**TASK PROMPT:** All entries below must be retyped exactly, though pictures are to be skipped.

**RECORDS SUPPLIED:**
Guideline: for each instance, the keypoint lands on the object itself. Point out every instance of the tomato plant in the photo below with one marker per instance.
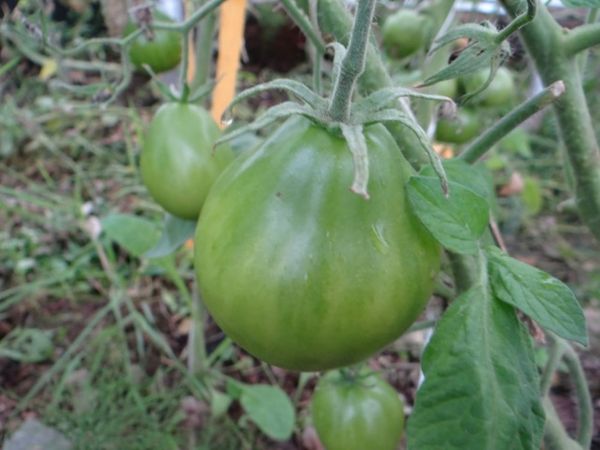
(357, 412)
(162, 52)
(298, 270)
(459, 129)
(405, 32)
(500, 92)
(178, 163)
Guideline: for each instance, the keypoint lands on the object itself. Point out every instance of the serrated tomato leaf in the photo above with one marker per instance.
(481, 388)
(270, 409)
(456, 221)
(542, 297)
(474, 177)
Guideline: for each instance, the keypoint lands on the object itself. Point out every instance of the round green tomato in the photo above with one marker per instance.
(178, 163)
(464, 127)
(162, 53)
(357, 414)
(500, 92)
(300, 271)
(405, 32)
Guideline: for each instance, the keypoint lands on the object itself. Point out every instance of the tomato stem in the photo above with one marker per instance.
(545, 41)
(353, 63)
(582, 38)
(512, 120)
(520, 21)
(586, 419)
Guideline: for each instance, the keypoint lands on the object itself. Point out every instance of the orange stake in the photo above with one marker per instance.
(231, 37)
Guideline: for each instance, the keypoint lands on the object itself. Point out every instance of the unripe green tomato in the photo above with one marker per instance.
(162, 53)
(500, 92)
(405, 32)
(364, 413)
(178, 163)
(300, 271)
(459, 130)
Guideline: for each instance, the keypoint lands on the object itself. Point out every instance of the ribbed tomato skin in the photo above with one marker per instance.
(178, 163)
(300, 271)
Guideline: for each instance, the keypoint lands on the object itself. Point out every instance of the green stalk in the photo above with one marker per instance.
(204, 39)
(555, 436)
(353, 63)
(585, 407)
(512, 120)
(582, 38)
(336, 22)
(551, 50)
(582, 58)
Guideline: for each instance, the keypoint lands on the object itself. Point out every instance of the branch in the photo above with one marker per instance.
(584, 401)
(555, 436)
(519, 22)
(353, 63)
(303, 22)
(582, 38)
(512, 120)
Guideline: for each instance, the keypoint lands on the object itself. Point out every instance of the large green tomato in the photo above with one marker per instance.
(405, 32)
(178, 163)
(298, 270)
(500, 92)
(357, 413)
(464, 127)
(162, 53)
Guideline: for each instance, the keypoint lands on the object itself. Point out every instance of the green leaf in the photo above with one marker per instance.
(581, 3)
(473, 177)
(457, 221)
(175, 232)
(481, 388)
(134, 234)
(542, 297)
(270, 409)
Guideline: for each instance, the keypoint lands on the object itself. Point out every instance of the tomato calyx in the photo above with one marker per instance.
(376, 107)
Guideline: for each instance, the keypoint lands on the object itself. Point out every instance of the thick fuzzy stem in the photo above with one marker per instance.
(335, 21)
(512, 120)
(546, 43)
(353, 63)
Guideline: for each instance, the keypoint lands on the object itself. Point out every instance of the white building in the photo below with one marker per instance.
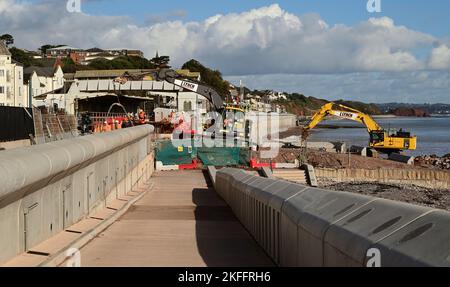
(43, 80)
(12, 91)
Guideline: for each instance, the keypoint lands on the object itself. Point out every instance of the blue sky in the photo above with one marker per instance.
(323, 48)
(431, 16)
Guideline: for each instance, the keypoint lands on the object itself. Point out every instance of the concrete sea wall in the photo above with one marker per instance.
(47, 188)
(438, 179)
(302, 226)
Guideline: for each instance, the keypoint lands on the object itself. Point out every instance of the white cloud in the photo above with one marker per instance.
(440, 58)
(259, 41)
(370, 61)
(375, 87)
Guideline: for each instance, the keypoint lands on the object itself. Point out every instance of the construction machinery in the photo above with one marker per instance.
(382, 140)
(233, 119)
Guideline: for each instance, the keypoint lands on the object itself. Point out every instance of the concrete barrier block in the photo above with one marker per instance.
(347, 241)
(212, 174)
(317, 218)
(267, 172)
(402, 158)
(423, 242)
(291, 212)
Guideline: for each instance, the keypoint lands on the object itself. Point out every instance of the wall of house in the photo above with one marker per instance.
(11, 82)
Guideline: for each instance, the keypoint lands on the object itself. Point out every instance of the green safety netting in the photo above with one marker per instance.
(169, 154)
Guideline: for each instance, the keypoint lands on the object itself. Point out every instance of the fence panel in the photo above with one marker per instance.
(16, 124)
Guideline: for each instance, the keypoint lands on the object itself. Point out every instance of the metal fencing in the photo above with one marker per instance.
(16, 124)
(53, 127)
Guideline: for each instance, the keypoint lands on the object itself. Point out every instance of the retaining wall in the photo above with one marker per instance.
(420, 177)
(303, 226)
(47, 188)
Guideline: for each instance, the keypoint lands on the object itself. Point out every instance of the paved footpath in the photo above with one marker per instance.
(181, 222)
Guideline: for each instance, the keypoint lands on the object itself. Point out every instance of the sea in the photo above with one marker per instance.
(433, 133)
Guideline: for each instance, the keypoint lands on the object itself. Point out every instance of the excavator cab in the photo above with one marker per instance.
(386, 141)
(377, 136)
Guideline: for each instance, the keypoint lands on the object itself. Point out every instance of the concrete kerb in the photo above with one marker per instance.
(85, 238)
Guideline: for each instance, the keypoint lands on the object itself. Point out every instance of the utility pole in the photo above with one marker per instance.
(349, 161)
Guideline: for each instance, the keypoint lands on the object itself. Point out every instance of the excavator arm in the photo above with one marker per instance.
(345, 113)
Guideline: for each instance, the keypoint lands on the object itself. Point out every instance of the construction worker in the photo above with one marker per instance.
(142, 117)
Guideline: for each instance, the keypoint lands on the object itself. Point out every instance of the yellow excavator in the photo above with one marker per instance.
(380, 139)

**WRITTEN RESPONSE:**
Guideline: for each instance, the keypoint lands on the object itself. Point out every instance of the tomato plant in the photo below with one marker per instance.
(357, 412)
(162, 52)
(298, 270)
(459, 129)
(405, 32)
(500, 92)
(178, 163)
Guideline: for each instance, the keypoint lands on the object itself. Point out every instance of the serrated tomato leaf in the photo above with one marker per instance.
(481, 388)
(270, 409)
(456, 221)
(542, 297)
(474, 177)
Guideline: for each instance, the keypoint lands on the object itself. Point out every instance of the round green tomato in the photo above with one marker per instance.
(178, 163)
(464, 127)
(162, 53)
(357, 414)
(500, 92)
(300, 271)
(405, 32)
Guideline: for each instance, the keypoint lands on the object itself. Point out every instance of the tomato stem in the photo above with one marker per instance.
(545, 41)
(353, 63)
(582, 38)
(512, 120)
(520, 21)
(586, 419)
Guideline: for each instance, the keypoint lands on the object itself. Point out every instance of the orange stake in the photo above with one marker per instance.
(231, 37)
Guideline: for each instance, the keypoint lands on the object itself. Point out every instance of the unripe green tomato in the photo above with one marker per instance.
(162, 53)
(500, 92)
(405, 32)
(364, 413)
(178, 163)
(300, 271)
(459, 130)
Guideline: for each instance, the keypoint lands on the object itself. Point out every instance of the ribbed tomato skin in the photo above with one marker per instance.
(178, 163)
(300, 271)
Guideline: for each instance, the keypoint lands on the object itself. Point out every instance of the green stalk in the photo above with one marker per instance.
(204, 39)
(555, 436)
(353, 63)
(585, 407)
(512, 120)
(582, 38)
(336, 22)
(551, 50)
(582, 58)
Guideline: for each instance, the keypoint lands on the object itself. Point out every instance of the branch in the photo above with one marker per instance.
(584, 401)
(555, 436)
(519, 22)
(353, 63)
(303, 22)
(582, 38)
(512, 120)
Guideline: for each instance, the keypoint lands on the object itself. Point out every instance of the large green tomato in the photo above with one marker per instance.
(405, 32)
(178, 163)
(298, 270)
(500, 92)
(357, 413)
(464, 127)
(162, 53)
Guideline: for each instance, the keypoint lands on the object itself. Point out every instance of the green leaf in the photo above with one marker per instance.
(581, 3)
(473, 177)
(457, 221)
(175, 232)
(481, 388)
(134, 234)
(542, 297)
(270, 409)
Guideline: for each instance, the keypoint lands on the object itself. Point out every instance of the tomato calyx in the photo above with one marker per instance.
(376, 107)
Guideline: for each instance, the keypoint lands on the object itself. Point out every instance of the thick fuzzy stem in the photo above with one marker per instance.
(335, 21)
(512, 120)
(546, 43)
(353, 63)
Guideline: for each instance, the keypoint lands on the object itself. Point out every instance of the white building in the photo below with one marker per instance.
(43, 80)
(12, 91)
Guideline: for each instance, the keypoint lands on the object itself. Point out every instance of the blue sky in the photo above with one marker per instance.
(323, 48)
(431, 16)
Guideline: for each instance, the keypoint lands on the object itself. Point out every instance of the concrete sea wall in the photo above with one marker per instance.
(47, 188)
(438, 179)
(302, 226)
Guideline: for each instance, the keypoint lands on the object itself. Point out every instance of the white cloud in the photo above with one marker per instance.
(440, 58)
(259, 41)
(370, 61)
(375, 87)
Guideline: for each instance, the keypoint lands on the object itself. Point out every instance of the construction machinery in the photo above with one marker per instance.
(382, 140)
(233, 119)
Guideline: for each instance, the keypoint lands on the object itself. Point out every instance of the concrete barrier block in the photo above with one marker per instance.
(347, 241)
(212, 174)
(317, 218)
(267, 172)
(402, 158)
(423, 242)
(291, 212)
Guideline: for each instance, the keypoint lands on the object itself. Point out every instance of the wall of house in the photo above with one marker per instance.
(11, 82)
Guideline: for each instance, the keypoint lands on the object itself. Point out every instance of the green safety netting in the photo above with one marker per instance.
(169, 154)
Guideline: for each instance, the keypoint lands on the object itself. Point out every instance of the fence panel in the photo above with one marker per instance.
(16, 124)
Guideline: for each instance, the keypoint lands on the object itself. Point out every instance of the metal fencing in the photo above with one marker per instance.
(16, 124)
(53, 127)
Guideline: for each instance, the keypoint lands on the object itself. Point out every instance of the retaining wall in the photo above with one marker per instance.
(420, 177)
(303, 226)
(47, 188)
Guideline: for each instance, the keypoint lands on the object itself. Point out every instance of the paved footpath in the photo above with one marker per instance.
(181, 222)
Guideline: for each instance, the keypoint lands on the object itself. Point out every instance of the sea in the photo above with one marker per instance.
(433, 133)
Guideline: for each instance, the keypoint lands on the object itself. Point out every instance of the excavator cab in the photo above with one marker per instance.
(386, 141)
(377, 136)
Guideline: for each instance, the keypoint lands on the object itself. Point out every instance of the concrete kerb in the photo above with one marker per instance.
(85, 238)
Guideline: for each instance, the keypoint lands on the object itself. Point out every instance of the utility pole in the photo above with one marker per instance.
(349, 161)
Guideline: for each instance, the keypoint lands on the object itself. Point out every instance of the excavator arm in the photo above with one marker per instance.
(345, 113)
Guideline: for each instance, the keypoint lands on the object itself. Point out every instance of the construction worker in the photo above with one marker per instance.
(142, 117)
Guideline: for each instance, the keypoint lands on the object itself. Point out every instance of the yellow excavator in the photo above with one marker per instance.
(380, 139)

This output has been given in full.